→ TASK TO COMPLETE
Copy out every entry, keeping each character the same.

[Stored data]
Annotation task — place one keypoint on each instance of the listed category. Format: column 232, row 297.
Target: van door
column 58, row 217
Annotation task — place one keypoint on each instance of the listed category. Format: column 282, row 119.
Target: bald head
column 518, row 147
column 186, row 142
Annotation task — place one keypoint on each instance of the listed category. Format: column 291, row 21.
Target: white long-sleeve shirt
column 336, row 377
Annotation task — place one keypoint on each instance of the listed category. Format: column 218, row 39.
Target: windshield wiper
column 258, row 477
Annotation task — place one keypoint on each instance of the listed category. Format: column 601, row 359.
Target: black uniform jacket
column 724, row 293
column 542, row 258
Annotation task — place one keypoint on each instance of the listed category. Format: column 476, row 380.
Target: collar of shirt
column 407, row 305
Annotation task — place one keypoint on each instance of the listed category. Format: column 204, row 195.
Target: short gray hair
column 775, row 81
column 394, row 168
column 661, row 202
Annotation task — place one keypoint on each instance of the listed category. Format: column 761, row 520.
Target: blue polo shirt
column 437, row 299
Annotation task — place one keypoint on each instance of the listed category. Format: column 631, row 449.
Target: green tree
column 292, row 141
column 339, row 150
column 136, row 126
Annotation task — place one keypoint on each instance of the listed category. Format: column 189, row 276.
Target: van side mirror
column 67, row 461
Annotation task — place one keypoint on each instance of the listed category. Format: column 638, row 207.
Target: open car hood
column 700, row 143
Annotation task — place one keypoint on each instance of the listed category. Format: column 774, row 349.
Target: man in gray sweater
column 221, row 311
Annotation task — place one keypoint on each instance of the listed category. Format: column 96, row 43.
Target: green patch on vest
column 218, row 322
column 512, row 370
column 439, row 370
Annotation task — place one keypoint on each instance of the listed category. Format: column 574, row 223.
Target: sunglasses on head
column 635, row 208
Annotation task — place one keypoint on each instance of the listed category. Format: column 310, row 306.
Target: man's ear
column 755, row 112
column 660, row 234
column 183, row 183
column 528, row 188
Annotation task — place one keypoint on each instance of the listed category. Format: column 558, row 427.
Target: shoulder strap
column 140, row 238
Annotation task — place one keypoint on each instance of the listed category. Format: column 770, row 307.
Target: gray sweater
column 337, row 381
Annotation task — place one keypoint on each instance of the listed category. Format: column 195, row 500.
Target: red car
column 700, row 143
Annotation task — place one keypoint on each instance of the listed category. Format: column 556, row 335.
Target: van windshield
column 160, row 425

→ ANSWER SPACE
Annotation task — place one keypoint on each instance of the listed category. Format: column 232, row 297.
Target: van door
column 58, row 217
Annotation task — place one keypoint on each instance of the listed category. Format: column 282, row 119.
Target: bald head
column 518, row 147
column 186, row 142
Annotation task — place one keypoint on each instance of the listed category. Format: column 291, row 21.
Target: white long-sleeve shirt
column 336, row 377
Annotation task — place one keypoint on each instance of the listed category. Format: column 218, row 39.
Target: windshield wiper
column 258, row 477
Annotation task — place one keypoint on each instance of the listed category. Format: column 601, row 359.
Target: black uniform jacket
column 724, row 293
column 542, row 258
Annotation task — place one keypoint on each instance of the listed category. Format: column 476, row 380.
Target: collar of shirt
column 407, row 305
Annotation task — place one keypoint on each instance of the listed category. Format: column 204, row 195.
Target: short gray hair
column 775, row 81
column 394, row 168
column 661, row 202
Annotation task — place one keypoint on each instance of the listed category. Format: column 761, row 520.
Target: blue polo shirt
column 437, row 299
Annotation task — place one keypoint on each instance of the listed category. Format: column 631, row 449.
Target: green tree
column 292, row 141
column 339, row 150
column 136, row 126
Annotation task — place one keypoint on each instance of the listed category. Format: column 189, row 276.
Target: van side mirror
column 67, row 461
Annotation task — place one keypoint on each instance of the listed category. Format: column 638, row 207.
Target: open car hood
column 700, row 143
Annotation task — place one keypoint on each instance of the listed category. Format: column 774, row 349.
Target: man in gray sweater
column 221, row 311
Annotation task — place one keypoint on each instance of the listed category. Format: column 96, row 43.
Target: green patch on vest
column 218, row 322
column 512, row 370
column 439, row 370
Annotation task — place one keypoint on each instance of the listed category. Format: column 574, row 223.
Target: sunglasses on head
column 635, row 208
Annotation task — place one keypoint on each instance of the listed category. Format: column 310, row 306.
Target: man's ear
column 755, row 112
column 660, row 234
column 183, row 183
column 528, row 188
Annotation task — place one keypoint on each instance of the listed category. Format: column 558, row 427.
Target: shoulder strap
column 140, row 238
Annotation task — place one keypoint on each instance of the listed category. Format: column 770, row 307.
Target: gray sweater
column 337, row 381
Annotation task — place one keypoint on each instance of the listed category. Format: column 195, row 500.
Target: red car
column 700, row 143
Annotation task — place one keypoint on each instance of the listed category. Format: column 556, row 335.
Target: van windshield
column 160, row 425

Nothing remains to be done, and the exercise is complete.